**Extrait du texte:**
####

Elle veut tripatouiller la Constitution. Se rend-on compte de ce que cela signifie ? Elle veut introduire dans notre Constitution, qui reste un modèle pour les démocraties du monde, des mesures indignes qui n’ont rien à y faire, mettant en danger le droit d’asile, l’égalité, l’hospitalité, le devoir de protection, et j’en passe.

Croyez-vous à une possible inflexion d’Emmanuel Macron vers la gauche ?
Il faudra bien qu’il « dessourdisse » son oreille, car sinon il perdra l’élection. Il le sait. Il ne peut pas non plus ignorer que s’il est élu et ne change rien à sa façon d’être et de diriger, la rue sera là, et pas seulement les samedis, mais tous les jours. Et pas seulement les Gilets jaunes, mais tout le monde. On peut tout dire d’Emmanuel Macron mais pas qu’il est bête, intellectuellement en tout cas, et je ne pense pas qu’il ait envie de rester dans l’Histoire comme celui qui a été chassé après avoir tout bousillé.

Que manque-t-il à sa parole ?
Jamais il ne nomme la pauvreté. Et, ne la nommant pas, il semble ignorer, pis, il semble nier une grande partie du malheur de la France, alors que c’est de son éradication qu’il devrait impérieusement faire son cheval de bataille.

Que dire sur la chute des partis politiques historiques ?
Vous voulez savoir ce que je pense vraiment de ces partis ? Alors qu’ils devraient être un petit échantillon exemplaire de la société qu’ils prétendent faire advenir, il y règne une telle violence, une telle vulgarité de comportement, une telle méchanceté, oui, méchanceté, qu’ils sont finalement devenus des partis scorpions. Ce n’est pas leur intérêt mais c’est devenu leur nature. Que faire ?

En tant qu’artiste, vous sentez-vous impuissante ou même responsable ?
Je n’ai pas envie ici de m’exprimer en tant qu’artiste. D’ailleurs, les artistes sont des citoyens comme les autres et il est normal qu’au moment où l’extrême droite est sur le seuil du pouvoir nous nous demandions ce que nous avons fait que nous n’aurions pas dû faire, ou pas dit ce que nous aurions dû dire. Il est normal qu’au moment où, à nos portes, nous assistons au viol d’un pays, de ses lois, de ses droits, de ses femmes, de ses enfants et de ses hommes, nous nous sentions impuissants, inutiles et honteux.

####

**Données fournies:**

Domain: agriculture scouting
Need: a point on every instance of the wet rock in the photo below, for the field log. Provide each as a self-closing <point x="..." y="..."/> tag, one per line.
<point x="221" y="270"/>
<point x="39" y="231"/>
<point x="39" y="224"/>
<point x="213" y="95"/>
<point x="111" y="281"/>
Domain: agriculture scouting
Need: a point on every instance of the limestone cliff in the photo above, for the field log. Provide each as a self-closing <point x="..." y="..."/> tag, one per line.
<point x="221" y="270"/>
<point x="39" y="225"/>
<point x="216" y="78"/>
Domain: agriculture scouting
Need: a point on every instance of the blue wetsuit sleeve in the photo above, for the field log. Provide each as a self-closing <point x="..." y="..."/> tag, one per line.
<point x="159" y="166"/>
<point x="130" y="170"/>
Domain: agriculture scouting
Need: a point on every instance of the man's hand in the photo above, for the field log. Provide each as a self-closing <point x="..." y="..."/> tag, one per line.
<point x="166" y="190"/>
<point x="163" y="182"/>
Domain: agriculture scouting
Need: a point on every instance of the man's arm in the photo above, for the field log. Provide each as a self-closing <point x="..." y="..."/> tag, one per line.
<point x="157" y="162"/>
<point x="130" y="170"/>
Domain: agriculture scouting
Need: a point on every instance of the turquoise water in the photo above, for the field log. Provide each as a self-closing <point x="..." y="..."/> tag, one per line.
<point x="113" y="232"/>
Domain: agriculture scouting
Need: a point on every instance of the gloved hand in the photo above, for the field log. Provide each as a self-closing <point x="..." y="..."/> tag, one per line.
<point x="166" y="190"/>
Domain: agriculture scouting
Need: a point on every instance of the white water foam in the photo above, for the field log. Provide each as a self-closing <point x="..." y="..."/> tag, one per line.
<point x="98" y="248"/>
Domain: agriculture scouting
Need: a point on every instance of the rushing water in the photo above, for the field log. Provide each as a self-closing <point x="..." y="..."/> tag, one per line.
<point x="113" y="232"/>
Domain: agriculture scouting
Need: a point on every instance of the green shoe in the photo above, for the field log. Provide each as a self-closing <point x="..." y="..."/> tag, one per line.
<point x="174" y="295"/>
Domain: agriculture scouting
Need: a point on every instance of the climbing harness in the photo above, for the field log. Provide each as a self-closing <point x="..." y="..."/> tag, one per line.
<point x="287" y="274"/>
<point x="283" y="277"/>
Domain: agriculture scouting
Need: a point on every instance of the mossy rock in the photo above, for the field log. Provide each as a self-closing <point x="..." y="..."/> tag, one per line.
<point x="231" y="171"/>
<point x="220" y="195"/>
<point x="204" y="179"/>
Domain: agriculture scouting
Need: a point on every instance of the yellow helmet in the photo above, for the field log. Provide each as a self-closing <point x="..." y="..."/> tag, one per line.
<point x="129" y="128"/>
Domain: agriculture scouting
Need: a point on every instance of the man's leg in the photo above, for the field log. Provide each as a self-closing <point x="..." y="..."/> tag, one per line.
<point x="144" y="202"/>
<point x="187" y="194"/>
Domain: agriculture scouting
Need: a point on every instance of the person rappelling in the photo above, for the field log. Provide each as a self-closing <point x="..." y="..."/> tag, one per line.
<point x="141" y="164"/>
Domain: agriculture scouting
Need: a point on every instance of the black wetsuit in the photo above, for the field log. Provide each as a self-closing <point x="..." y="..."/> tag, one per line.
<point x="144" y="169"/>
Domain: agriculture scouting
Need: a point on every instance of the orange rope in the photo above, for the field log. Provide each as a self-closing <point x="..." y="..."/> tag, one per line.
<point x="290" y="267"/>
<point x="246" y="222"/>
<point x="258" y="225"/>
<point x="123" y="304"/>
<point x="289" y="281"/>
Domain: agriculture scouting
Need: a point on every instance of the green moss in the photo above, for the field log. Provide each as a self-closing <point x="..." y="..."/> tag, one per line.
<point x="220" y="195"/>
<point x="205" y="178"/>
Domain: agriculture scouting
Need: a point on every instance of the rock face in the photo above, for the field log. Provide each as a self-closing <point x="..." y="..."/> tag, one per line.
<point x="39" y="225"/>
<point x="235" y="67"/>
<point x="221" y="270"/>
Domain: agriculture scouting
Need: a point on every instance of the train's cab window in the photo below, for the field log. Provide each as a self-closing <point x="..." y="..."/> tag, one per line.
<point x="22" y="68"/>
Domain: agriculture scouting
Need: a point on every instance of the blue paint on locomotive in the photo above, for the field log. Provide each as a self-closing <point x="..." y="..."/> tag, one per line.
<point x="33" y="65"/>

####

**Exercice A:** Indiquez si chacune des affirmations suivantes est conforme à l'extrait : (i) Emmanuel Macron ne nomme jamais la pauvreté ; (ii) la personne interrogée souhaite s'exprimer ici en tant qu'artiste ; (iii) la personne interrogée juge Emmanuel Macron intellectuellement bête. Répondez par oui ou par non et citez à chaque fois les mots décisifs de l'extrait.
**Exercice B:** D'après l'extrait, que sont finalement devenus les partis politiques selon la personne interrogée ?
**Exercice C:** Recopiez dans l'extrait tout le passage qui va de « Croyez-vous à une » jusqu'à « avoir tout bousillé. ».
Les données fournies forment un matériau distinct de l'extrait.

**Réponse rédigée A:**
(i) Oui : « Jamais il ne nomme la pauvreté. »
(ii) Non : « Je n’ai pas envie ici de m’exprimer en tant qu’artiste. »
(iii) Non : « On peut tout dire d’Emmanuel Macron mais pas qu’il est bête, intellectuellement en tout cas »

**Réponse rédigée B:** Des partis scorpions.

**Réponse rédigée C:**
Croyez-vous à une possible inflexion d’Emmanuel Macron vers la gauche ?
Il faudra bien qu’il « dessourdisse » son oreille, car sinon il perdra l’élection. Il le sait. Il ne peut pas non plus ignorer que s’il est élu et ne change rien à sa façon d’être et de diriger, la rue sera là, et pas seulement les samedis, mais tous les jours. Et pas seulement les Gilets jaunes, mais tout le monde. On peut tout dire d’Emmanuel Macron mais pas qu’il est bête, intellectuellement en tout cas, et je ne pense pas qu’il ait envie de rester dans l’Histoire comme celui qui a été chassé après avoir tout bousillé.